[BEGIN SELECTED EXCERPT]

In a narrow parking lot, Brett Kennedy and Sisir Karumanchi stand around what looks like a suitcase. But then four limbs extend from its sides, bending and clicking into position.
Two spread out like legs and two rise up like arms as the robot goes through several poses, looking for all the world like a Transformer doing yoga.
This is RoboSimian, a prototype rescue robot whose builders at NASA’s Jet Propulsion Laboratory hope can win the US$2mil (RM7.4mil) prize at the DARPA Robotics Challenge in the United States.
The goal: to foster a new generation of rescue robots that could help save lives when the next disaster hits.
Twenty-four teams from around the globe have sent their best and brightest bots to compete in a grueling obstacle course – a robot Olympics, if you will.
The challenge has been three years in the making. Now, just days before the contest in Pomona, the JPL engineers think they are ready – but they’re putting the robot through its paces.
RoboSimian stands in front of a doorway leading to a zigzagging chipboard wall. Along the wall are a valve that must be turned, a high shelf and a low shelf, each holding two power tools.
To get into the “room”, the 125kg robot sits back on its haunches and carefully wheels through the doorway on its butt.
Inside the laboratory, Kyle Edelberg is staring at a computer screen showing a representation of RoboSimian and what it sees. He can’t walk outside and check on the robot; his senses are limited by RoboSimian’s.
The robot freezes when it reaches for a triangle-shaped pull. It’s hard for the robot to see the thin metal, and hard for the human to pick it out even if RoboSimian does see it.
This is how operating a rescue robot will feel in a disaster zone, Kennedy says.
Robots will be sent to perform reconnaissance or fix malfunctioning hardware in ravaged areas that are too dangerous for humans. So being able to understand and work with the robot – and practise with it – is key.
Outside, RoboSimian reaches for a drill on the lower shelf. The bot pushes against the drill to gauge its location, but pushes too far: The drill tips and falls over.
Most of the other robots in the challenge are humanoid – they have a head, a torso, two arms and two legs. But walking on two legs is a major balancing challenge – a gust of wind or a swinging door could knock the robots over.
Across town, engineers at UCLA are also working on their entry into the DARPA challenge. As students pore over papers and fiddle with electronics, professor Dennis Hong shows off two models of their humanoid robot, THOR-RD, one of which sports shocking pink hair.
“We’re trying to literally save the world and save humanity,” Hong says. But “we want to have some fun.”
Hong, who moved from Virginia Tech last year, bounces around the lab space, where the UCBC-University of Pennsylvania team has built a smaller version of a course, much like the one at JPL, to fit indoors.
Hong has worked on several different kinds of robots, some inspired by animals, including a snake and an amoeba robot. He even worked with Kennedy several years ago on a predecessor to RoboSimian named LEMUR.
But for this challenge, Hong has chosen to stick with a humanoid form. After all, he says, animal-inspired robots can each do one thing well – climb poles or perhaps squeeze into hard-to-reach places. That’s useful in specific circumstances during a disaster, but not all of them. Here, the robots will be asked to do a wide variety of human tasks, so a bipedal approach makes sense.

[END SELECTED EXCERPT]
[BEGIN PROVIDED RECORDS]

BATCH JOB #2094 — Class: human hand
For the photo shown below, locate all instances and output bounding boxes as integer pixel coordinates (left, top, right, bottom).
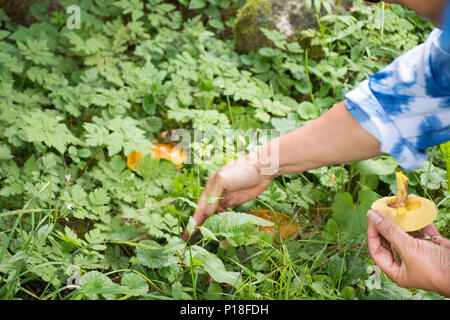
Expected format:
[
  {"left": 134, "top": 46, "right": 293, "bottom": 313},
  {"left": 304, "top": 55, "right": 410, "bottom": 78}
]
[
  {"left": 367, "top": 210, "right": 450, "bottom": 296},
  {"left": 181, "top": 156, "right": 272, "bottom": 241}
]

[END PROVIDED RECORDS]

TASKS TO CARRY OUT>
a – In the rescue robot article, what was the name of the robot that Hong and Kennedy worked on together before RoboSimian?
b – Write the next few paragraphs of the article on the DARPA rescue robot contest, picking up right after its last sentence.

ANSWERS TO THE EXERCISE>
a – LEMUR

b –
“Robots need to be humanoid for disaster relief, because robots need to drive a car, need to climb steps,” Hong says, though he adds that he would be watching JPL’s performance.
“If they fail, it means, oh, what I said was right,” he says. “And if they indeed do well, it means they’ve proven me wrong.”
Gill Pratt, programme manager of the DARPA Robotics Challenge, grips the handle of a white door under a yellow warning sign that reads, “Caution: high voltage. Do not enter this enclosure.”
He pushes on the door, embedded in a wall of faux brick and corrugated metal, to reveal the real obstacle course, sitting in a field in front of the grandstand at the Fairplex in Pomona. Three more identical courses are lined up beside it.
The course is a three-sided stage that’s open to spectators filling the bleachers above. Along the wall, the lanky engineer faces a familiar set of objects: a tall black pipe with an orange valve that can be turned like a steering wheel and a staggered pair of shelves that await power tools.
Near the end of the room, a pile of concrete cinder blocks lies in front of the exit to the other side. The robots can choose whether to clamber over the cinder blocks or wrestle their way through debris that will be strewn next to it when the competition starts.
The robots will compete to beat the clock: Finish up to eight tasks before an hour runs out. Four robots will compete at a time, each in its own stage on the field, so that spectators can compare their progress.
The idea for this DARPA challenge grew out of the disaster at the Fukushima-Daiichi nuclear power plant in Japan, after a massive earthquake and tsunami in 2011.
At one point during the crisis, employees at the nuclear power plant needed to open some valves to release steam to avert an explosion, but could not get close enough, fast enough, because of the massive amounts of radiation.
If robots had been available to perform these tasks, they could have mitigated the disaster, the thinking goes. But the technology doesn’t yet exist.
DARPA, or the Defense Advanced Research Projects Agency, is an arm of the US Defense Department that seeks to develop these kinds of emerging technologies – and they do so by putting on these high-risk, high-reward contests.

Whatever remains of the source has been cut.